Stated exercise: Write out the part of the Freedmen's Bureau passage below between "On March 3, 1865, the" and "and as slaves.", inclusive.

Document extract:
_ _ _ _ _ _ _
Brenham, Texas, 1873, seven years after the fire.
On March 3, 1865, the US Congress passed a law creating the Bureau of Refugees, Freedmen, and Abandoned Lands to deal with the social upheaval wrought upon the South by the war. The Bureau’s powers also helped African Americans find family members from whom they had become separated during the war. It also arranged freedmen to read and write, considered critical by the freedmen themselves as well as the government. Bureau agents also served as legal advocates for African Americans in both local and national courts, mostly in cases dealing with family issues. The Bureau encouraged former major planters to rebuild their plantations, urged freed Blacks to gain employment and kept an eye on contracts between the newly free labor and planters, urging both whites and blacks to work together as employers and employees rather than as masters and as slaves.
_ _ _ _ _ _ _
Given data:
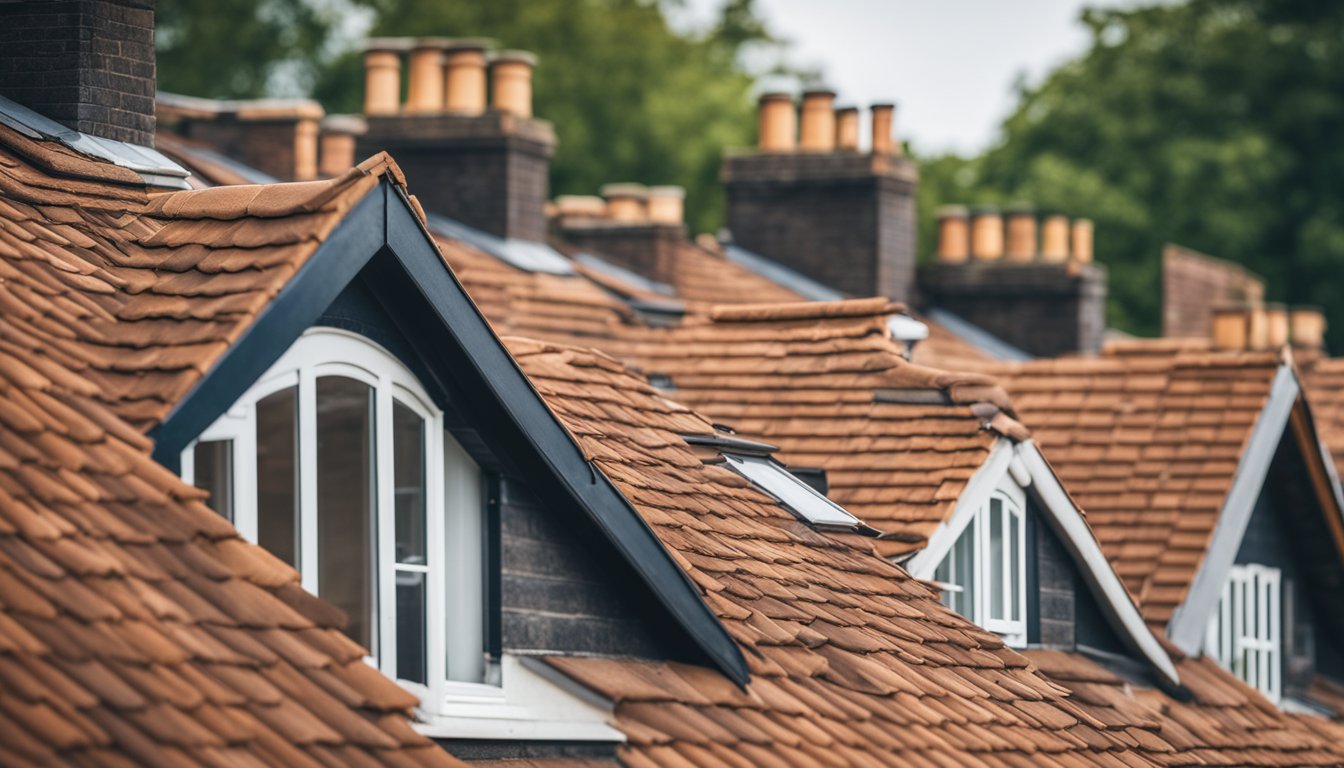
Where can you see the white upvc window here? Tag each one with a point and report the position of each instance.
(336, 462)
(984, 574)
(1245, 632)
_ _ _ _ _ _ _
Exercise response:
On March 3, 1865, the US Congress passed a law creating the Bureau of Refugees, Freedmen, and Abandoned Lands to deal with the social upheaval wrought upon the South by the war. The Bureau’s powers also helped African Americans find family members from whom they had become separated during the war. It also arranged freedmen to read and write, considered critical by the freedmen themselves as well as the government. Bureau agents also served as legal advocates for African Americans in both local and national courts, mostly in cases dealing with family issues. The Bureau encouraged former major planters to rebuild their plantations, urged freed Blacks to gain employment and kept an eye on contracts between the newly free labor and planters, urging both whites and blacks to work together as employers and employees rather than as masters and as slaves.